+++ SOURCE TEXT +++

/missing_hep

Python functions for High Energy Physics research missing from other packages

Primary LanguagePythonMIT LicenseMIT

missing_hep

A collection of functions to simplify and speed up High Energy Physics research with Python.

Installation

To install the package to your home directory with pip, run

pip install --user git+https://github.com/ibab/missing_hep

The FourMomentum class

A class for working with four momenta is provided. To use it, pass values or arrays to the FourMomentum constructor:

from missing_hep import FourMomentum

P = FourMomentum(10, 1, 2, 3)
print(P.mass())
# 9.2736184954957039

from math import sqrt
print(sqrt(P * P))
# 9.2736184954957039

FourMomentum is also designed to work with arrays of numbers (for example, columns from a pandas DataFrame):

import numpy as np
X = np.random.uniform(0, 100, size=10)

P = FourMomentum(X, 0, 0, X)

print(P.mass())
# array([ 0.,  0.,  0.,  0.,  0.,  0.,  0.,  0.,  0.,  0.])

The histpoints plotting function

In High Energy Physics, histograms are often displayed as a collection of data points, one for each bin. This allows one to easily compare the data to an underlying probability model.

It can be debated if it is correct to attach error bars to the individual bin contents as opposed to the underlying model, as we want to know if our expectation could fluctuate to become the data and not vice versa. But this is a convention widely used by the HEP community, and thus a way to use this style of plotting in Python is often necessary.

A simple way to create these kinds of plots is missing from other Python packages like matplotlib. The histpoints function is designed to produce these plots conventiently, like in the following example:

from missing_hep import histpoints
import matplotlib.pyplot as plt
import numpy as np
import scipy.stats as stats

data = np.random.normal(0, 1, 200)

+++ ENTRIES PROVIDED +++

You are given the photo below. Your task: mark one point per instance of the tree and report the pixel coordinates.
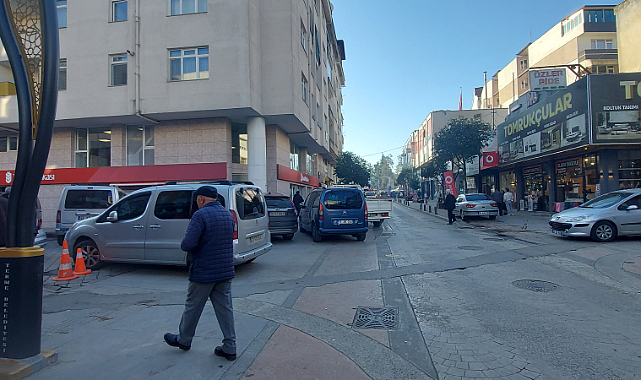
(461, 140)
(351, 168)
(383, 173)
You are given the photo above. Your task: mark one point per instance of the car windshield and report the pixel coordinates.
(276, 202)
(477, 197)
(343, 199)
(606, 200)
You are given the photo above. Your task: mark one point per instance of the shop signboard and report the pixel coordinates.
(556, 121)
(616, 102)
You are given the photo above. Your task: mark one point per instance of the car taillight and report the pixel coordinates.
(233, 214)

+++

» **REQUESTS**
**A)** In the missing_hep text, which Python package is named as lacking a simple way to draw histograms as data points?
**B)** Go on with the missing_hep text from the point where it stops.
The lines are separate material and are not part of the missing_hep text.

» **PER-TASK OUTPUTS**
**A)** matplotlib

**B)**
x, y, norm = histpoints(data)

xs = np.linspace(-4, 4, 200)
plt.plot(xs, norm * stats.norm.pdf(xs, 0, 1), 'b-', lw=2)

plt.savefig('histpoints.png')

histpoints

Or, displaying horizontal error bars to mark the bin width:

histpoints(data, xerr='binwidth')

histpoints_binwidth

By default, the number of bins is chosen automatically via the Freedman-Diaconis rule.

Notice also that the vertical error bars in this example are asymmetric, as opposed to the symmetric sqrt(N) error bars often seen in HEP publications. By default, histpoints uses the gamma distribution to calculate asymmetric error bars. The frequentist coverage properties of this approach can be seen from the following demonstration:

import numpy as np
from scipy.stats import poisson, gamma
import matplotlib.pyplot as plt

def err(N, confidence=0.6827):
    alpha = 1 - confidence
    upper = np.zeros(len(N))
    lower = np.zeros(len(N))
    lower = gamma.ppf(alpha / 2, N)
    lower[N==0] = 0
    upper = gamma.ppf(1 - alpha / 2, N + 1)
    return N - lower, upper - N

cov = []

Ns = np.linspace(1, 100, 1000)

for N in Ns:
    data = poisson.rvs(N, size=10000)
    lower, upper = err(data)
    inside = sum((data - lower <= N) & (N <= data + upper))
    cov.append(inside / len(data))

plt.plot(Ns, cov, 'r-')
plt.axhline(0.6827, color='k')
plt.ylim(0, 1)
plt.ylabel('Covered by error bars')
plt.xlabel('Expected N')
plt.savefig('coverage.png')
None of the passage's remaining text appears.